Format every line of the entries below as a numbered list, skipping blank lines and leaving out the pictures.

start Records for this exercise

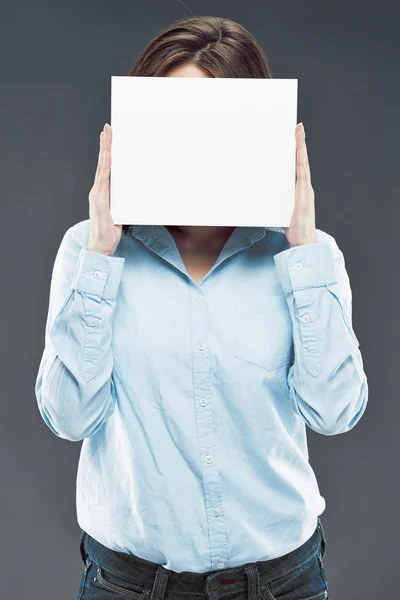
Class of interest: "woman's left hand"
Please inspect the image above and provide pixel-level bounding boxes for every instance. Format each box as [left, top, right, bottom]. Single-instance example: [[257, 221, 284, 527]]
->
[[285, 123, 317, 246]]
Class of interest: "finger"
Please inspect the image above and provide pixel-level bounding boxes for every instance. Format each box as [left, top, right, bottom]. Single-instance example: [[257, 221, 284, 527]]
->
[[96, 125, 111, 183], [296, 129, 311, 181]]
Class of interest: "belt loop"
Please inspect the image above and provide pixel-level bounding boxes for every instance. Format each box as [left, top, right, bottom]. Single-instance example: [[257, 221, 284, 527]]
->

end Records for this exercise

Reply to the exercise:
1. Class of interest: "woman's left hand"
2. Please inspect the image above and provide pixel-level bounding boxes for every instance. Format each box as [left, top, right, bottom]. Single-instance example: [[257, 221, 284, 527]]
3. ->
4. [[285, 123, 317, 246]]
5. Class of interest: "finger"
6. Please inspect the image above and provide pixel-level bounding boxes for every instance. Format each box as [left, top, right, bottom]. Single-instance example: [[257, 221, 284, 527]]
7. ->
8. [[96, 125, 111, 183], [296, 129, 311, 181]]
9. Class of interest: "belt loop"
10. Please inspect the image above and provide pixel-level bounding boxes for every instance. Format each box as [left, top, right, bottom]. Single-instance example: [[257, 221, 284, 527]]
11. ->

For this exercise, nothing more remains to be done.